====== PAGE EXCERPT ======

4. Hyper-local newcomer
A raved-about innovator on the craft beer scene is Vallilan Panimo, which brews its exclusive range in a former pharmaceutical plant in the industrial precinct of Vallila. Founded by Miika Haverinen – who turned his home-brewing hobby into a business two years ago – the six-man microbrewery produces small batches and sells most of its products within a radius of a couple of miles. “We really are craft-based, from bottling and labelling by hand to sales and marketing. We combine flavour and aesthetics,” explains Markus Koistinen, designer of the brand’s clean graphic identity and packaging. Focusing on its core IPA range, the brewery’s top products include critic-lauded Vallila Amber Ale and Kyyneleet (Finnish for “tears”), an English Pale Ale made for the Finnish rapper Eevil Stöö. The brewery has also created the official low-alcohol beer of Kulttuurisauna, a design-minded public sauna in Merihaka.
5. Little Bavaria
“Just like back home!” A group of German tourists praise the subtle hints of banana in the wheat beer at Bryggeri, a cosy restaurant and brewery in the heart of Helsinki’s historic centre. Bryggeri’s Weizen and other German-style beers owe their authentic flavours to the German-born brewer, Mathias Hüffner, who works his magic in front of an audience in the middle of the restaurant. “Visitors can see, taste, feel, and smell the brewing process right in front of them while they enjoy a nice Scandinavian meal. We put love into our beer and food pairings,” says Managing Director and beer sommelier Olli Majanen. “We brew beers that we ourselves would like to drink. Purity, quality, and clean flavours are our calling card – we don’t pull any fancy tricks with wild yeast or berries,” he adds. “But we do experiment. Our 8.8% Rosé is a wine-beer hybrid spiced with hibiscus tea. It tastes like a German Riesling, but with a nice kick of hops at the back of your tongue.”

====== DATA LISTING ======

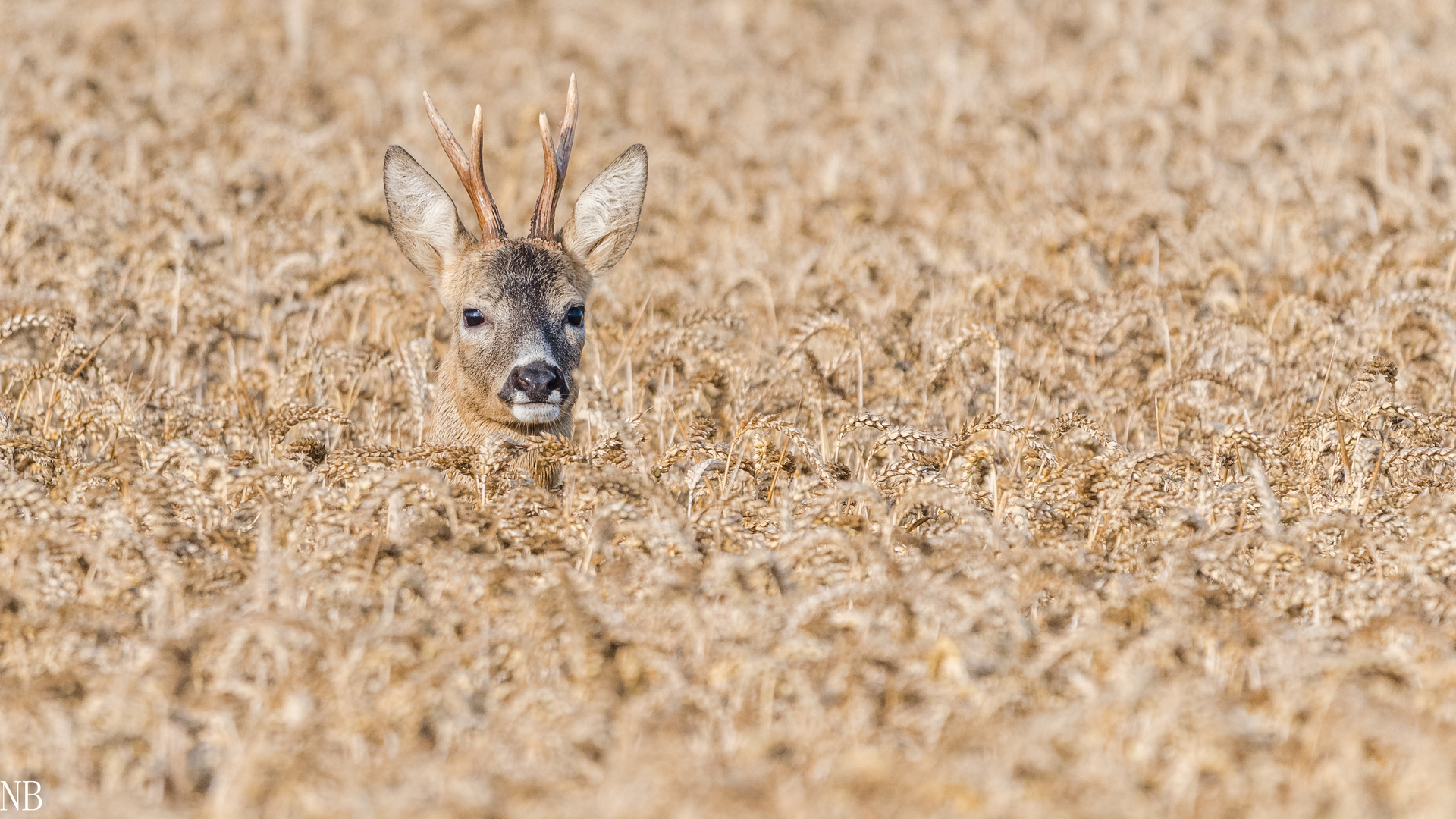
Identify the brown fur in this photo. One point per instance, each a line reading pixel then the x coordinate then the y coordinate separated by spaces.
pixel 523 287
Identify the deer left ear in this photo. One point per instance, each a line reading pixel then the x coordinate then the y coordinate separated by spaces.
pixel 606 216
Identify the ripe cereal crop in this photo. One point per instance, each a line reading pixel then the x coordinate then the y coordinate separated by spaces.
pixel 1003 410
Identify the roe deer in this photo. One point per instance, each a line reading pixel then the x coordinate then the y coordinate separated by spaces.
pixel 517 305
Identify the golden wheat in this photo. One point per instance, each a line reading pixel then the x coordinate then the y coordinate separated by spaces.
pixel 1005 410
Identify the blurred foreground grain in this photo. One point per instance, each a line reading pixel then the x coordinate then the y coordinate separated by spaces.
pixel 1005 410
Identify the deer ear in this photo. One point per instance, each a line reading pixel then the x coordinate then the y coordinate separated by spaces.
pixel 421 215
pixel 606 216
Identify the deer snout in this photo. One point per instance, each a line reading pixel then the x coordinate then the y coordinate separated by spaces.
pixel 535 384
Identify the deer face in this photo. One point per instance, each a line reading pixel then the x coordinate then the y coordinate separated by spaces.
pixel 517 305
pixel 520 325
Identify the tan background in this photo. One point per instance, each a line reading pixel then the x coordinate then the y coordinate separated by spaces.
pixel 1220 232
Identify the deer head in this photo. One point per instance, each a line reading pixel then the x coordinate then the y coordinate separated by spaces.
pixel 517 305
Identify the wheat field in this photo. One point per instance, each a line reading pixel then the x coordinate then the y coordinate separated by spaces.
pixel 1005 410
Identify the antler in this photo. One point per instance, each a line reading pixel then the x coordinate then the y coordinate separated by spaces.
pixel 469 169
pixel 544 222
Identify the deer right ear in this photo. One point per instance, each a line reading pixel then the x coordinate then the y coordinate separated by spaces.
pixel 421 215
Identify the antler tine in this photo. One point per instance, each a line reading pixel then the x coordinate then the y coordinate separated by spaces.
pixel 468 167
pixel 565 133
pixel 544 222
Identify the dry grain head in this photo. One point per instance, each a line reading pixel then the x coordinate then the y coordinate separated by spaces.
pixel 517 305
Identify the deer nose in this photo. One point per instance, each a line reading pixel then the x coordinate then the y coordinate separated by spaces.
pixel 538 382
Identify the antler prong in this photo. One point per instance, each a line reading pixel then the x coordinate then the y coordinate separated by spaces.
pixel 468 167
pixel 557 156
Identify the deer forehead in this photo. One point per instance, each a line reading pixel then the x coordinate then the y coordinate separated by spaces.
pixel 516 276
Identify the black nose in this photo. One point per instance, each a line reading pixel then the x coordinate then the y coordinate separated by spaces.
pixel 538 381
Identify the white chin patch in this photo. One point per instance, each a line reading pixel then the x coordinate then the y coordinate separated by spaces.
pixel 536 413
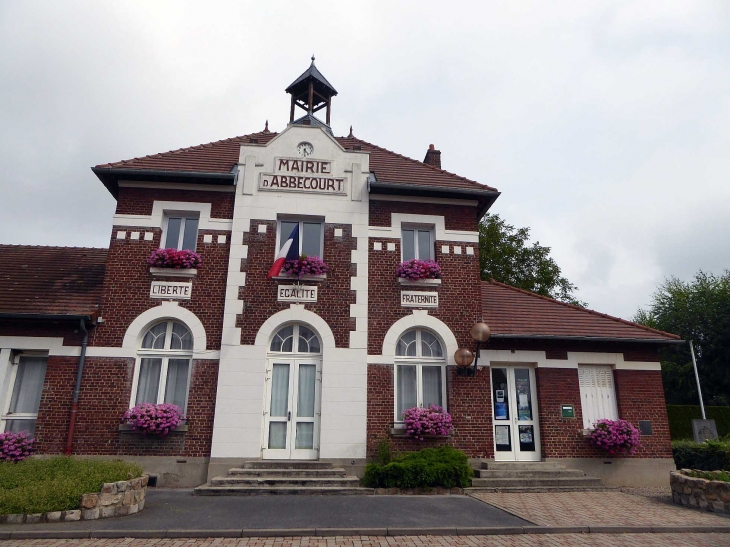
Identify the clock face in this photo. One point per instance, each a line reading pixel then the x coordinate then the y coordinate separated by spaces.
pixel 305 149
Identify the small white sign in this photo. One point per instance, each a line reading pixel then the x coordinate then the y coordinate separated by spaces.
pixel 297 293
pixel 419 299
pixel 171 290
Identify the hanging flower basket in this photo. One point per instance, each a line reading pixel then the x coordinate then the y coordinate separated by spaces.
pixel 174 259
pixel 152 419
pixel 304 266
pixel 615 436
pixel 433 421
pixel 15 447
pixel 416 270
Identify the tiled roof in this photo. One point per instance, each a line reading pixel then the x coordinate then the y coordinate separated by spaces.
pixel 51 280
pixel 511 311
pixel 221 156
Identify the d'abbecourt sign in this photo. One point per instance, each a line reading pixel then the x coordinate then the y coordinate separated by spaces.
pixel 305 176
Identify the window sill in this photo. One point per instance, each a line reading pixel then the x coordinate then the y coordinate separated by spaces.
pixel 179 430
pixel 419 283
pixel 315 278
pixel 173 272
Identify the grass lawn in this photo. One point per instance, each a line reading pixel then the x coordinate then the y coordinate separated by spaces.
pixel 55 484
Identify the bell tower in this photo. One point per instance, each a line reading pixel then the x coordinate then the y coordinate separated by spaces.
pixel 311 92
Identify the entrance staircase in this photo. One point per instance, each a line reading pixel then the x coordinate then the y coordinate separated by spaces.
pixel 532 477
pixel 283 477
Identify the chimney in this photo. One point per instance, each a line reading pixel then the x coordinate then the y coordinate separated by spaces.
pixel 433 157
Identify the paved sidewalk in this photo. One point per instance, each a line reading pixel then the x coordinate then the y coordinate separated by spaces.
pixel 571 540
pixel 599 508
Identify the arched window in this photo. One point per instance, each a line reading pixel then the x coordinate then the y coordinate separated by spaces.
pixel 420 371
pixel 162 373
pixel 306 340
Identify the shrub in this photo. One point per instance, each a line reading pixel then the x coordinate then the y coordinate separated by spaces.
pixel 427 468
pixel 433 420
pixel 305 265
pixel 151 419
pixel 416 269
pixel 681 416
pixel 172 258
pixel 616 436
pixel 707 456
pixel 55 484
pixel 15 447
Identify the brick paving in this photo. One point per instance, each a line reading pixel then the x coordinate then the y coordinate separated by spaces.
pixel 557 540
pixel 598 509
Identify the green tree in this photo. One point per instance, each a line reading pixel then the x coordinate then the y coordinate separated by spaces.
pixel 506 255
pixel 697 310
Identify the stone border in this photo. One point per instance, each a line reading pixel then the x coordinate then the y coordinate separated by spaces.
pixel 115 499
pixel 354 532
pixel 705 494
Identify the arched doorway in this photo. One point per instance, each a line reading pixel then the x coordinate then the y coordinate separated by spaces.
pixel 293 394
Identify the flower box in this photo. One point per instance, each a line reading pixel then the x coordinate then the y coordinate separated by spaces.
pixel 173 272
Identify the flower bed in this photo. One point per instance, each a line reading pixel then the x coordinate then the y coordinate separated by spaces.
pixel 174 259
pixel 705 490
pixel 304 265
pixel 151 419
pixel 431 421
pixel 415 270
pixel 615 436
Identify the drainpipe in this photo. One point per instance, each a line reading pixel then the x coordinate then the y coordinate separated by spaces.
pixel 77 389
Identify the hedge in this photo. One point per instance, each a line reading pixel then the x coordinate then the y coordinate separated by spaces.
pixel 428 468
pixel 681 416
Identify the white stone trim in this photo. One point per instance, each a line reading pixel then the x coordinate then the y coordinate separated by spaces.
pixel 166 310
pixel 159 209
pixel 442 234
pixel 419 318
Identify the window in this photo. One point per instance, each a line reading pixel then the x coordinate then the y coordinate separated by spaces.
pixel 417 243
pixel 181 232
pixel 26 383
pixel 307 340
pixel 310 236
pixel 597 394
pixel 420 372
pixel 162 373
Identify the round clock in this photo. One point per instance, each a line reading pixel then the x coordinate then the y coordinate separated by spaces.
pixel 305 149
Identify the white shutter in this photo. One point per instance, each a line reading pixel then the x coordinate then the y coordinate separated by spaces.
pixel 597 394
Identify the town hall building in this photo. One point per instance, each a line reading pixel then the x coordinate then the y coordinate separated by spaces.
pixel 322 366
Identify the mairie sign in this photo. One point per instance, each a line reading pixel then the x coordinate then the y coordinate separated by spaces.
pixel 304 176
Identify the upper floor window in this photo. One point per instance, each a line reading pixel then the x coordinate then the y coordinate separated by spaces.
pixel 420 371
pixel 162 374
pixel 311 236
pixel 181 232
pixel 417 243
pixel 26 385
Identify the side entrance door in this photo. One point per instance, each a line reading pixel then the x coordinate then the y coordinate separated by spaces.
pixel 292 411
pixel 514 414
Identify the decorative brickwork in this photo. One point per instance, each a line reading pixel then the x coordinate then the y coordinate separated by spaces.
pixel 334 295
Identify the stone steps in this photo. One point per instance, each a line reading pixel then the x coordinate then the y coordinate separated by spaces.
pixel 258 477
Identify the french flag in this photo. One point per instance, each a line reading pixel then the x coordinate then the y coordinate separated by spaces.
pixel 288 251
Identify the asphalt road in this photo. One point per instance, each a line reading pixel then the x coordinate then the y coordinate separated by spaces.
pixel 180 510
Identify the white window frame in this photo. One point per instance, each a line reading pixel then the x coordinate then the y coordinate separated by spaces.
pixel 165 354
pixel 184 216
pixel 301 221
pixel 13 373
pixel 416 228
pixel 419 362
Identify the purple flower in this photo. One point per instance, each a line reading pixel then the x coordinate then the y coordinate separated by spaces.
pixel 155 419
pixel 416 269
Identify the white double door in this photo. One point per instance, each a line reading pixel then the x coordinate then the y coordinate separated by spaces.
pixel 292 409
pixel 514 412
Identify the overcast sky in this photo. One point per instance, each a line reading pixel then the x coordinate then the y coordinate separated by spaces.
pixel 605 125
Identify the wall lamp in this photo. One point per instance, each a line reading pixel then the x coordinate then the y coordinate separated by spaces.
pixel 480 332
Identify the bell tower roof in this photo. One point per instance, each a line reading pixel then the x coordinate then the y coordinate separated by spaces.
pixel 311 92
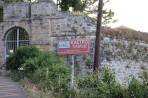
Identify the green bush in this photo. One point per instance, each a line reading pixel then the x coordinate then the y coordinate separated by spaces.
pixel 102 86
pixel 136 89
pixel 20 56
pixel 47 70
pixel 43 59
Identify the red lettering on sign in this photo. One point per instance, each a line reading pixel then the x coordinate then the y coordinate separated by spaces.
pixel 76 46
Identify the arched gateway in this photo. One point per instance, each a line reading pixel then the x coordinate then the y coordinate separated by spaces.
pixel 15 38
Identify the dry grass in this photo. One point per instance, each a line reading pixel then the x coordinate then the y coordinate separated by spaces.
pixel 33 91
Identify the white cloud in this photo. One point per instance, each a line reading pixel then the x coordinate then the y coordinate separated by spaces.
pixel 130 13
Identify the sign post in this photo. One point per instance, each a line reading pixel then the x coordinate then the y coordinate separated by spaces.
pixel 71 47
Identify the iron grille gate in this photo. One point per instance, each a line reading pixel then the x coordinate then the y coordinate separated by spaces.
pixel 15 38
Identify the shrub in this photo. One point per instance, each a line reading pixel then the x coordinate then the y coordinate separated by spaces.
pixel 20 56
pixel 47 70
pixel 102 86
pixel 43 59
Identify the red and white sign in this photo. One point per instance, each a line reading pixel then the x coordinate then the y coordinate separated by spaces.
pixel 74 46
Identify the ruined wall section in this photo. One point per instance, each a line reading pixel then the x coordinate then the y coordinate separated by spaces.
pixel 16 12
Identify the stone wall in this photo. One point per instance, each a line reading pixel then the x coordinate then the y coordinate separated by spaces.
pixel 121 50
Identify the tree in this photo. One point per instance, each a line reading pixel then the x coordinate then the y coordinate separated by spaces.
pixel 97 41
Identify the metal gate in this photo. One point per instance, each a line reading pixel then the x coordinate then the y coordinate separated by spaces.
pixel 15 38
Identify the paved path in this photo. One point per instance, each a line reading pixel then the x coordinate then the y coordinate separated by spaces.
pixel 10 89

======

__EXERCISE DETAILS__. According to the page excerpt, in what kind of building does Vallilan Panimo brew its beer? The saved entries are not needed here.

__COMPLETED EXERCISE__. In a former pharmaceutical plant in the industrial precinct of Vallila.